▶ **Written tasks**
• 1. In the forum post about license test times, how many players are posting GT4 times?
• 2. Set down the part of the license-times post starting with "- Has their gaming" and going on through "tests per game.", word for word.

▶ **Document segment**
Nice work!
One problem with using only the fastest time is that it's only possible to say that the top ranking players has posted faster times in relation to the required gold time. Strictly speaking we don't know if it's because the game has gotten easier, if the fastest players have become better, or if they simply are trying harder.
Also, we know nothing about how it looks beneath that #1 time, which is really important to know for two reasons:
1. Is the trend the same for big group as it is for the top players? If the game has gotten easier, then there should be improvements across the entire range.
2. How big is the sample of players?
For GT5 there's a total of 40 players posting their times on that database, while for GT6 there's currently 68 players. For GT4 there are 320 players posting times. For GT3 there's no complete list, but there seems to be about 100-150 players in each test. The bigger the sample, the higher the probability of finding a "spike", i.e. someone who is so much better than everyone else, as shown by the standard deviation curve:
What measuring the fastest time does, is that it only measures the individual that's the furthest to the right in the curve above. Everything behind is unknown.
It's not very likely that the different sizes in sample groups makes a big difference when it comes to GT3 and GT4 vs GT5 and GT6, because the sample is actually larger in GT3 and GT4 so the probability of finding a spike is much higher there. However, when it comes to determining which of GT3 and GT4 that is the hardest, and which of GT5 and GT6 that is the hardest, it very much comes into play. GT3 has only about half the sample size of GT4, and GT5 has around 3/5th the size of GT6.
There is one last thing that we also need to check for: Changes in the group of players.
- Has their skill level changed?
- Has their gaming equipment changed? (wheels/pads/monitors/seats)
Both of these changes could result in better times even if the game is static in terms of difficulty.
So, how do we actually test this?
1. Make a list of people who has GT3-GT6 (or even better, GT1-GT6 if we want to test all games)
2. Pick a random sample, say 10 people.
3. Have these people perform license tests in GT1 - GT6 under similar conditions and with similar equipment. Maybe each player could perform each licence test 3 times. If it's too much (it is too much, let's face it - GT4 alone is like 80 tests or something) perhaps we could pick a random sample of 5-10 different license tests per game.
4. Collect their times and do the math.
5. Interview the players to get their perspective of the difficulty level of each game and to get a bit of background knowledge of their previous experience of each game.
6. Write a report

▶ **Available data**

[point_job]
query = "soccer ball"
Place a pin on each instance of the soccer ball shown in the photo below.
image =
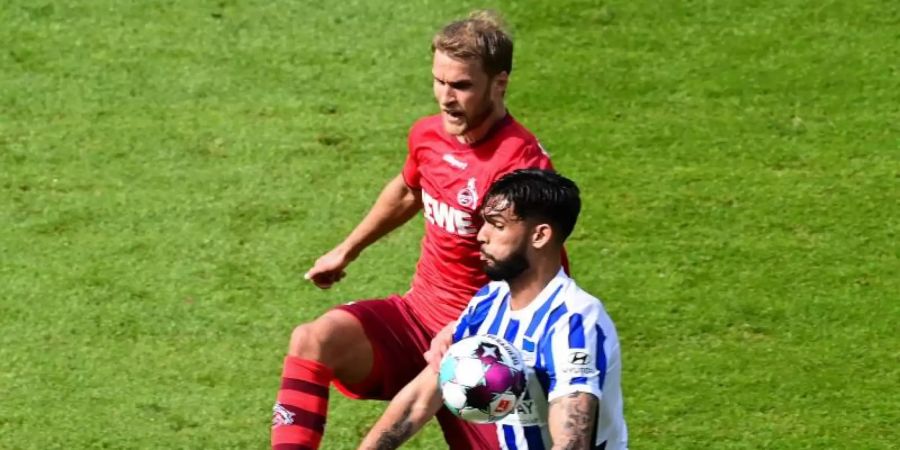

▶ **Exercise answers**
• 1. 320 players.

• 2.
- Has their gaming equipment changed? (wheels/pads/monitors/seats)
Both of these changes could result in better times even if the game is static in terms of difficulty.
So, how do we actually test this?
1. Make a list of people who has GT3-GT6 (or even better, GT1-GT6 if we want to test all games)
2. Pick a random sample, say 10 people.
3. Have these people perform license tests in GT1 - GT6 under similar conditions and with similar equipment. Maybe each player could perform each licence test 3 times. If it's too much (it is too much, let's face it - GT4 alone is like 80 tests or something) perhaps we could pick a random sample of 5-10 different license tests per game.